Copy each of the lines below word for word, and leave the pictures out of your copy.
■ ■ ■ ■ ■
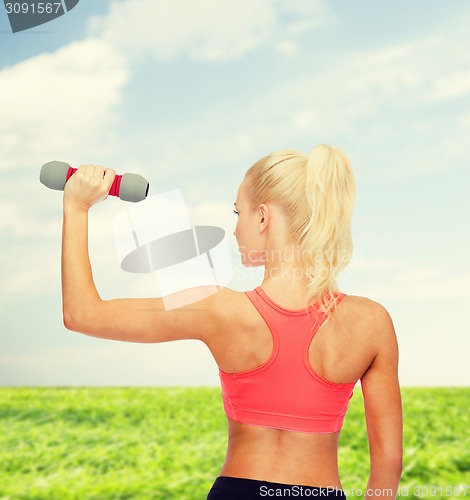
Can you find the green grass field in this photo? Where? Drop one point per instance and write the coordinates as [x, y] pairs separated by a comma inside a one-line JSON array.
[[149, 443]]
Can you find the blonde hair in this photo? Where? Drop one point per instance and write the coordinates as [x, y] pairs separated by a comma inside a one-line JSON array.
[[317, 193]]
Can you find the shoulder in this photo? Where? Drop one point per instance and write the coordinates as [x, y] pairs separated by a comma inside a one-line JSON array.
[[369, 318], [224, 310]]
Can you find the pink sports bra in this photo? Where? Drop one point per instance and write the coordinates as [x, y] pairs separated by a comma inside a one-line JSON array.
[[285, 392]]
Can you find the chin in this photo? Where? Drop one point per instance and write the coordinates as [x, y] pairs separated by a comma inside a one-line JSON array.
[[251, 263]]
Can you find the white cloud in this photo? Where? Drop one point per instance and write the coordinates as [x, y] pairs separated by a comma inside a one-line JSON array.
[[56, 103], [207, 30]]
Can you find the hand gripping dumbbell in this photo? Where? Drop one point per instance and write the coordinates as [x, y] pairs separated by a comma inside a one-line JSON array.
[[129, 187]]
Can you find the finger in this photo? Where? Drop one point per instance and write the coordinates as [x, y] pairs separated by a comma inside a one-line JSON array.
[[98, 172], [109, 175]]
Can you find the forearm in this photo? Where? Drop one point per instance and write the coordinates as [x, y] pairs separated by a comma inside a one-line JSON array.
[[79, 294], [384, 479]]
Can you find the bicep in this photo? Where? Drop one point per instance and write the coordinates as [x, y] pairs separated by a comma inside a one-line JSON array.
[[381, 390], [148, 320]]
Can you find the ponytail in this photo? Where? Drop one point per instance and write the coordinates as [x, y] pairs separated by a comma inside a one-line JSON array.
[[317, 193]]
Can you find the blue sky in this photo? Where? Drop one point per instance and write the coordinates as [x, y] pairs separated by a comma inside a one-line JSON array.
[[190, 94]]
■ ■ ■ ■ ■
- Result of the task:
Can you find the green grass field in this photo? Where? Drop one point per instance and write the coordinates as [x, y] pairs separated by a comma inside a one-line JSON array.
[[149, 443]]
Can you find the blonde hair in this photo? Where? Drop one point per instance and write the coordinates as [x, y] pairs separated by a comma inside a one-line JSON array.
[[317, 193]]
Can you find the shoulder in this photo? Where? Drop one point per instance and write the coordinates as [x, y] pairs separated by a comma inside a one-line JSON array.
[[369, 318], [224, 310]]
Can you find the pink sports bra in this photo? Where? Drop one point per instance and write the coordinates as [x, y] pairs separated by a comma inside a one-line JSON array.
[[285, 392]]
Can you find the chin in this photo? Where? Drop one point per instance and write the coordinates as [x, y] pairs separated by a comma inside a one-line JSON array.
[[251, 263]]
Can you find the white cloud in this photo? Where? Drop one point per instance and write the coordinates as [x, y] pairs separated by a comma inside a one-line JSON array.
[[56, 103], [207, 30]]
Can you find the hand gripping dumbbell in this photo? Where? Drop one point per instance and write the coordinates as [x, y] pairs separated by a comma inside a one-line JSON array.
[[129, 187]]
Can you find the finger in this photo? Where? Drop one point per instance and write the coordinates as [x, y] pairs separated by a comma inside a one-line JSON array.
[[98, 172], [109, 175]]
Can you find the forearm in this photo? Where? Drop one point per instance and write the coordinates as [x, y] pairs separated by a comma inside a one-line JSON array.
[[79, 294], [384, 479]]
Can you find the bicep in this photo? Where? Drop one point per instance and write the coordinates as [x, y] pairs separated by a comma inside a one-line JSON array.
[[381, 390], [148, 320]]
Can you find the ponytail in this photo? Where? Drop one point per instance and write the coordinates as [x, y] pairs separated by a comma inside a one-line JSON array.
[[317, 193]]
Can you find the blue sky in this photo? Where? Drop one point per instance and write the coordinates as [x, y] pairs separated by a comma inside a one-line JSON array.
[[190, 94]]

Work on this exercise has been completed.